Stored records:
[Start of section]

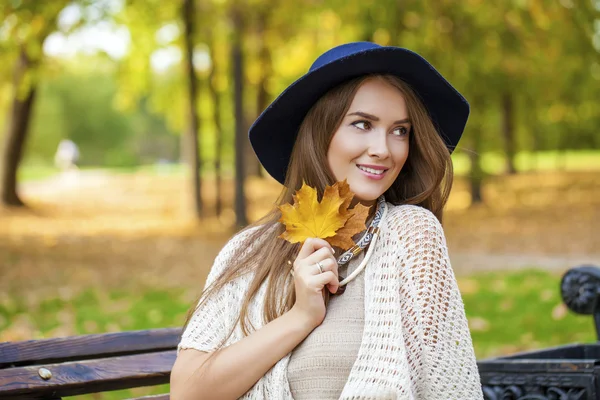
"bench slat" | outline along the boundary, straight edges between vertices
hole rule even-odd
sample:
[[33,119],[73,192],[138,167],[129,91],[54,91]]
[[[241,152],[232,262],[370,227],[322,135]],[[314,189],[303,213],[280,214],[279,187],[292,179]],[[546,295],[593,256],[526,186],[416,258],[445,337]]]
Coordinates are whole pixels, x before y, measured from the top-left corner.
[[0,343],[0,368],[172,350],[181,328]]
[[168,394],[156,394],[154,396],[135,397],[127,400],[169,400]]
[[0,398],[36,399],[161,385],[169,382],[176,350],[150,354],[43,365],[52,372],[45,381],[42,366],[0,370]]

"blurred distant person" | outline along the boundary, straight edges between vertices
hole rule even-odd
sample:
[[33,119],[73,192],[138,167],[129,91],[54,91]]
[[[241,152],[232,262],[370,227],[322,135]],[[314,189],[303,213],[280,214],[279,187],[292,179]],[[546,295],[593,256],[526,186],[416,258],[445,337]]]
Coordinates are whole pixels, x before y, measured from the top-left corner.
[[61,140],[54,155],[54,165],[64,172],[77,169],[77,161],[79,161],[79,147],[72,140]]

[End of section]

Problem details – All records above should be duplicated exactly, with the pictures omitted.

Answer space –
"bench slat" | outline along the boundary, straight edges between vertices
hole rule even-odd
sample:
[[33,119],[73,192],[138,167],[129,91],[54,91]]
[[[241,152],[232,262],[370,227],[322,135]],[[314,189],[303,213],[280,214],[279,187],[292,179]],[[546,295],[593,256],[526,186],[416,258],[445,337]]]
Coordinates are whole pixels, x before y, measured from the top-left corner.
[[0,343],[0,368],[172,350],[181,328]]
[[168,394],[156,394],[154,396],[135,397],[127,400],[169,400]]
[[0,398],[36,399],[161,385],[169,382],[176,350],[150,354],[43,365],[52,372],[45,381],[42,366],[0,370]]

"blurred distant person" | outline along the boundary, straight edges between vertices
hole rule even-odd
sample:
[[33,119],[73,192],[138,167],[129,91],[54,91]]
[[[241,152],[232,262],[370,227],[322,135]],[[314,189],[303,213],[280,214],[279,187],[292,179]],[[546,295],[593,256],[526,186],[416,258],[445,337]]]
Coordinates are whole pixels, x before y, measured from the top-left corner.
[[61,140],[54,155],[54,165],[64,172],[77,169],[77,161],[79,161],[79,147],[72,140]]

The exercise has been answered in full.